Extrait du texte:
+---+

Chlordécone : le non-lieu confirmé par la justice. Un mépris pour les peuples.
- ELMS
- 6 janv. 2023
- 7 min de lecture
Le Chlordécone c'est le scandale écologique de ces quarante dernières années en France. C’est surtout un scandale politique, aux accents post-coloniaux. Près de quatre décennies d’une pollution volontaire pensée par les producteurs de banane de Guadeloupe et de Martinique avec des complicités au plus haut sommet de l’Etat. Pourtant, après des mois d'enquête, le couperet est tombé. Le non-lieu a été confirmé par les deux-juges d'instruction en charge du dossier.

Le Chlordécone, c'est le scandale écologique de ces quarante dernières années en France. C’est surtout un scandale politique, aux accents post-coloniaux, qui s'est déroulé principalement aux Antilles-Françaises. Près de quatre décennies d’une pollution volontaire pensée par les producteurs de banane de Guadeloupe et de Martinique avec des complicités au plus haut sommet de l’Etat.
Un scandale d'Etat qui s'est déroulé en toute impunité durant quarante ans et le tout en toute impunité. Quatre décennies au cours desquelles les différents gouvernements de droite comme de gauche ont délibérément fermé les yeux sur les pratiques de non-respect de l'environnement orchestrées par les planteurs, en grande majorité issus de la caste des békés. Le scandale du Chlordécone s’est notamment illustré par un très long bras avec l’Etat pour la reconnaissance de ce crime écologique. Un combat qui se poursuit encore à ce jour.
Autant dire que la question de la pollution au Chlordécone a déjà fait couler beaucoup d'encre. La nouvelle qui a été diffusée par l'ensemble des organes de presse antillais ou nationaux risque fort de détériorée les relations entre les Outremers et l'Hexagone déjà au plus mal depuis qu'a été évoquée un possible non-lieu du scandale sanitaire par les juges d'instruction en charges du dossier.
En effet, dès la fin de l'enquête des deux juges d'instruction, le Parquet de Paris avait requis un non-lieu dans l'enquête sur les procédures engagées par les différentes associations constituées en partie civile. Cette décision était attendue et même redoutée depuis que les juges d'instruction parisiens du pôle de santé publique avaient annoncé fin mars la clôture de leurs investigations sans avoir procédé à des mises en examen.

+---+

Jeu de données:
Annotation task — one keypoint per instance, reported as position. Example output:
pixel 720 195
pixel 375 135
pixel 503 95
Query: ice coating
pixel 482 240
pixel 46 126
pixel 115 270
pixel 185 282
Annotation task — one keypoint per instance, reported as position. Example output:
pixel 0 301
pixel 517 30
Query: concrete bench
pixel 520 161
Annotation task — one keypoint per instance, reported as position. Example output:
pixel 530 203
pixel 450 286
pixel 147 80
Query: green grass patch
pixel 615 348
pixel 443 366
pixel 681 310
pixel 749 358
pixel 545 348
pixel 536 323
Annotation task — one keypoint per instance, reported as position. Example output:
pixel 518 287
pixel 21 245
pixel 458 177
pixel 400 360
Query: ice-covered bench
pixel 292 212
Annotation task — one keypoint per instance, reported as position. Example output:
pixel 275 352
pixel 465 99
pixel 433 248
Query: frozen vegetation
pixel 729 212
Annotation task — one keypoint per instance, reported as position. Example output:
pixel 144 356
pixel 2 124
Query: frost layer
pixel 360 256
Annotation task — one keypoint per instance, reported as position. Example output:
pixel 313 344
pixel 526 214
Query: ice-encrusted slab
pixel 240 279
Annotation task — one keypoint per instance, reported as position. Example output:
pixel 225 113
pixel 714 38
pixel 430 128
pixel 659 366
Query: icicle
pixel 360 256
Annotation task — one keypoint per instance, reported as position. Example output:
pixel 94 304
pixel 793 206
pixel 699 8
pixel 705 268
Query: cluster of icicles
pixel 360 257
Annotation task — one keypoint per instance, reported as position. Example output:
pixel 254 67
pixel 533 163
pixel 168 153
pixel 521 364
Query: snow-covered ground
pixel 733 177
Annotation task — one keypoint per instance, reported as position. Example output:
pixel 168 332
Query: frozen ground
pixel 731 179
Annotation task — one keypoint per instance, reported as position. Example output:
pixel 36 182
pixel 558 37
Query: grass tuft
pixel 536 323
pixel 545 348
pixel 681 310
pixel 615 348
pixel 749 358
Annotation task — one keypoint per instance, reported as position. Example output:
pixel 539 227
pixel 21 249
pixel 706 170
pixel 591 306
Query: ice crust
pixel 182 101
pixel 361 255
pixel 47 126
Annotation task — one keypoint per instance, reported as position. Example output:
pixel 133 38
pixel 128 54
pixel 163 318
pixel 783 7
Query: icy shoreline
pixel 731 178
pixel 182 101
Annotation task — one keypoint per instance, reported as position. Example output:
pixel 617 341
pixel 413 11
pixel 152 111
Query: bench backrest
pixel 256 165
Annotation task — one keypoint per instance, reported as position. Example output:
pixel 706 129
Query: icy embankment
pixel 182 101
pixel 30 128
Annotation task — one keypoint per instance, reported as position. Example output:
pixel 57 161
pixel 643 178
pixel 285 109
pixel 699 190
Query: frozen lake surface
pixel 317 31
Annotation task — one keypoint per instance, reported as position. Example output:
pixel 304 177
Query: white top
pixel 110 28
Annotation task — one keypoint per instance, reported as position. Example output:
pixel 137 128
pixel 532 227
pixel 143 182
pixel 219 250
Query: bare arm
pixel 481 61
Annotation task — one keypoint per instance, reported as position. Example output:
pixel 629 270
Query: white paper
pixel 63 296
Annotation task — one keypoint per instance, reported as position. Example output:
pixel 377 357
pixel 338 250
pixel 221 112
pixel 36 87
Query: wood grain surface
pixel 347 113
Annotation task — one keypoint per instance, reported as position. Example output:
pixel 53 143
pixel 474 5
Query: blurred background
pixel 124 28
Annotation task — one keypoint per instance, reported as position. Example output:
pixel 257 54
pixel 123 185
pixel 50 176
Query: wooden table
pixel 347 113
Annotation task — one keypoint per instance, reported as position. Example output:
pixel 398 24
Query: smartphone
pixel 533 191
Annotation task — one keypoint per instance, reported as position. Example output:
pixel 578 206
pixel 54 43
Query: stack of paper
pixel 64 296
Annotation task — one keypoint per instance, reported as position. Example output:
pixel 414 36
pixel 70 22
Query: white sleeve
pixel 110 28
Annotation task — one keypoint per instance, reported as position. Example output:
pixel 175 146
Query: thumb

+---+

Énoncé:
Dans l'article sur le chlordécone, quelle instance a requis un non-lieu dès la fin de l'enquête des deux juges d'instruction ? Répondez en une phrase, s'il vous plaît.

Corrigé:
C'est le Parquet de Paris qui a requis un non-lieu.